## YOUR OBJECTIVE
Copy each line of the entries beneath that contains the word "written".

== Segment start ==

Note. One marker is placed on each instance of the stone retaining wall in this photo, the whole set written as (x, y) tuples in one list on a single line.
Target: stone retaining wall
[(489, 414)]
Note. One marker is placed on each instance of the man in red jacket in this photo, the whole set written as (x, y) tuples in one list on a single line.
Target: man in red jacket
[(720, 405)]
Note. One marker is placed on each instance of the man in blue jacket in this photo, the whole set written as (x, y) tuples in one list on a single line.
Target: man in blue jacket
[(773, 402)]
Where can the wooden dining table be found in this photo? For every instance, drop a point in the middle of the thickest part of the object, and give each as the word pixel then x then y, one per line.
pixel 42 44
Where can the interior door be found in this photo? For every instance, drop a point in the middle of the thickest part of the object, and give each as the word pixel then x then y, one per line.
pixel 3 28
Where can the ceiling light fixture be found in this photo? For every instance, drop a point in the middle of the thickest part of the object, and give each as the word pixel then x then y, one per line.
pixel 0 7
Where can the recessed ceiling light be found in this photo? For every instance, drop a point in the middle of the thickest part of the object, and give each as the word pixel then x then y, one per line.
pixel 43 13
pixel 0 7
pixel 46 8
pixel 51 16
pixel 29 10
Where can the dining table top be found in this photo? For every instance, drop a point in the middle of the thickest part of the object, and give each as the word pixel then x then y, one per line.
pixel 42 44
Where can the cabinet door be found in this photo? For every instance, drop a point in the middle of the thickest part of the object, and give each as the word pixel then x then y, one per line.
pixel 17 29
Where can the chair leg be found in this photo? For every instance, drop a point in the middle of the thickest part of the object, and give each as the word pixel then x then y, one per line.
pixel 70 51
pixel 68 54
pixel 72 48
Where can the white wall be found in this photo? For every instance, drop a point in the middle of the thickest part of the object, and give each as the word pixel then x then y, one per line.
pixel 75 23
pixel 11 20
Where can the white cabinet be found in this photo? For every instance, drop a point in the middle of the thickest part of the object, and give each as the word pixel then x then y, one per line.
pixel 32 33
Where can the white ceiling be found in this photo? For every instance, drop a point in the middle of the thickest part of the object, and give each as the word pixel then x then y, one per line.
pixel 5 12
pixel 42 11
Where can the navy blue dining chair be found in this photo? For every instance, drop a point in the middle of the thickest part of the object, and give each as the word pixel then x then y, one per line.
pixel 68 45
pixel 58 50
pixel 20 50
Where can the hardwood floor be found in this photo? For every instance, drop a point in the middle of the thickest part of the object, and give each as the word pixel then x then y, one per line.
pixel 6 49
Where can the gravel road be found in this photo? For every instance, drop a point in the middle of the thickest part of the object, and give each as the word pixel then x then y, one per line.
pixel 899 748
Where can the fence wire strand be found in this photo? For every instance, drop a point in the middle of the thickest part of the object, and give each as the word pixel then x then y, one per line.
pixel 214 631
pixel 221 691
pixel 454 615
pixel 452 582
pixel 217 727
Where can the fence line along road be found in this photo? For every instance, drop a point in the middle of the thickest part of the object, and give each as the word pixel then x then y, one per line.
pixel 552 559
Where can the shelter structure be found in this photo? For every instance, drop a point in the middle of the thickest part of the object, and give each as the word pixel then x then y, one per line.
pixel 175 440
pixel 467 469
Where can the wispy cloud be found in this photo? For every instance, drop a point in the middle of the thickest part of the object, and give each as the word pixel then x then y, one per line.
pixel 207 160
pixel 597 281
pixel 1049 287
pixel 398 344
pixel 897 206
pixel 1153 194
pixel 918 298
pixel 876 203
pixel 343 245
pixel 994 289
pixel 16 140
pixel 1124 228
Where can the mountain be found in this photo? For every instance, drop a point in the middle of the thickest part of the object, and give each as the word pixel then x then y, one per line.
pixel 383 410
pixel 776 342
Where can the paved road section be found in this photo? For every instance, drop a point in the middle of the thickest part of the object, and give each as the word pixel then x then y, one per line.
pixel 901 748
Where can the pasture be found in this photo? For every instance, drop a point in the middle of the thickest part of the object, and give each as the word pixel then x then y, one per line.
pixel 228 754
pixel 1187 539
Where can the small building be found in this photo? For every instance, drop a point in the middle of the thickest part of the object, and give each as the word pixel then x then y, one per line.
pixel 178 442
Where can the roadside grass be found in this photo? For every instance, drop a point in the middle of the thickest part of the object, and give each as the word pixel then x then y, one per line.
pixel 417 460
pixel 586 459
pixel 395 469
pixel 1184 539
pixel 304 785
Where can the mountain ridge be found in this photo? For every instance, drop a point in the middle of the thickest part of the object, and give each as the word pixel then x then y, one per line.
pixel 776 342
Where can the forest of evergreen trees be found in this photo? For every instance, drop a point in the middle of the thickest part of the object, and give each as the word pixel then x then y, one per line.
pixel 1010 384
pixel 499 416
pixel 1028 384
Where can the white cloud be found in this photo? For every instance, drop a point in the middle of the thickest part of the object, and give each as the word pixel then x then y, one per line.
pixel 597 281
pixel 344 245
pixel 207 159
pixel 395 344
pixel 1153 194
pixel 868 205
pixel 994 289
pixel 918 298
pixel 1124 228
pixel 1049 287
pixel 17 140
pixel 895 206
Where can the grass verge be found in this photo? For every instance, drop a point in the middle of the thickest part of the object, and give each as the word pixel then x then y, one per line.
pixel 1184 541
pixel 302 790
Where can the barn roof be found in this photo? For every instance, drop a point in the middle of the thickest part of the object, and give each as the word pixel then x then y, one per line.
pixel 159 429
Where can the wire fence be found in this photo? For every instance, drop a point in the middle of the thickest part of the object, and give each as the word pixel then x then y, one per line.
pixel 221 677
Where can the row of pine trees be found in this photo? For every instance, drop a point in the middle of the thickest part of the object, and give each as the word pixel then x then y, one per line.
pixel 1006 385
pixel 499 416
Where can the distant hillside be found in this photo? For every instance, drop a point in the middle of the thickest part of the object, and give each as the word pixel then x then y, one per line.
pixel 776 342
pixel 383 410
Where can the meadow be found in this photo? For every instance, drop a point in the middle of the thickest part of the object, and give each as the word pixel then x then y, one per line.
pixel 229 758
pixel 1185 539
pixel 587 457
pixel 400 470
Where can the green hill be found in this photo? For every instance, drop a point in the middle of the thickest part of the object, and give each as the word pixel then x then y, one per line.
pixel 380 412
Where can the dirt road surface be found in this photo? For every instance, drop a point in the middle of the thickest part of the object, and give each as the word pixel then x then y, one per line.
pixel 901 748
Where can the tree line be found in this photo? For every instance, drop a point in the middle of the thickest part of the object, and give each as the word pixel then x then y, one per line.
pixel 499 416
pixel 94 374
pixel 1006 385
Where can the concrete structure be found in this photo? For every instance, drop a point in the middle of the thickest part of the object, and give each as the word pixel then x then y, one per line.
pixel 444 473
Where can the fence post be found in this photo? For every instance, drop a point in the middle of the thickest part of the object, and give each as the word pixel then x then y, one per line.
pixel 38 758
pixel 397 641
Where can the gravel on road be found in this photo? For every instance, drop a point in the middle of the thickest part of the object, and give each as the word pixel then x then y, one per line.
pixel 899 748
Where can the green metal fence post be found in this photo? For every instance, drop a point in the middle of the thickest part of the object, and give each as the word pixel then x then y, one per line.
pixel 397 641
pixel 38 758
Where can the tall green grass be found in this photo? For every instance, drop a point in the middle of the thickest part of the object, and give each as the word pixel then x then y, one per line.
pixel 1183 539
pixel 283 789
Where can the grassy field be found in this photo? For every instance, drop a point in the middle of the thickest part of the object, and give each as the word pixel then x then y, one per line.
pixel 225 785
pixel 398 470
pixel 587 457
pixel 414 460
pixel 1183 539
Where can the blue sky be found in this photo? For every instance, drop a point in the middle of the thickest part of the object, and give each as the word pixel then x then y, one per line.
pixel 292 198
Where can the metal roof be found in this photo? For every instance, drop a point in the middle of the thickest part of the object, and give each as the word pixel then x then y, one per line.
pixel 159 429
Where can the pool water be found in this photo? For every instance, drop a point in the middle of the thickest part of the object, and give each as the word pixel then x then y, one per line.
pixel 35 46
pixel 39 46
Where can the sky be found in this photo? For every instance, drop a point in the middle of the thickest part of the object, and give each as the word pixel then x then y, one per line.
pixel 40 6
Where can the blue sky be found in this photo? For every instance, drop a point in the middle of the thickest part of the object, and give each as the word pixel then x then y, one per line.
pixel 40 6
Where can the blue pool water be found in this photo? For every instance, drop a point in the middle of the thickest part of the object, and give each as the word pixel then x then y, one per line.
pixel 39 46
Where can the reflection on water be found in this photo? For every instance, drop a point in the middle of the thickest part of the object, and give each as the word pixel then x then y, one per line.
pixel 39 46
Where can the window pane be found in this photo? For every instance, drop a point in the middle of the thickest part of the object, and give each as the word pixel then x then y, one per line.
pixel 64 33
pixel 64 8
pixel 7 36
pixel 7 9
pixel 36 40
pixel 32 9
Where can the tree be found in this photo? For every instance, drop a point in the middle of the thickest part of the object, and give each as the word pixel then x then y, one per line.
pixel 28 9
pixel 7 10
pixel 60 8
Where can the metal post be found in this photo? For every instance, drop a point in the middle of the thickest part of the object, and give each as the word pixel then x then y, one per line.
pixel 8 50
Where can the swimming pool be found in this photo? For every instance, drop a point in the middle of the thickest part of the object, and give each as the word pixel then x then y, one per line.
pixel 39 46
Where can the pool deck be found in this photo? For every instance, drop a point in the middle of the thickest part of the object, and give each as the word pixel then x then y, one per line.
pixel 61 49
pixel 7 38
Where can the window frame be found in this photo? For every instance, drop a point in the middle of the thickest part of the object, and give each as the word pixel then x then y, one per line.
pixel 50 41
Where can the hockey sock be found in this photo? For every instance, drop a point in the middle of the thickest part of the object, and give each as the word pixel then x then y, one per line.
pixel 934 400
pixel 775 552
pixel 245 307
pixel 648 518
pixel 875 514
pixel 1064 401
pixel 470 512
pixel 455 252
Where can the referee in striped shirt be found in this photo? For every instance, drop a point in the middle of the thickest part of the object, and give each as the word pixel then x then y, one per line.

== Segment end ==

## RESPONSE BELOW
Note. One marker is placed on each instance of the stone retaining wall in this photo, the whole set written as (x, y) tuples in one list on a single line.
Note. One marker is placed on each instance of the man in red jacket in this photo, the whole set written as (x, y) tuples in one list on a single line.
Note. One marker is placed on each instance of the man in blue jacket in this photo, the whole set written as (x, y) tuples in one list on a single line.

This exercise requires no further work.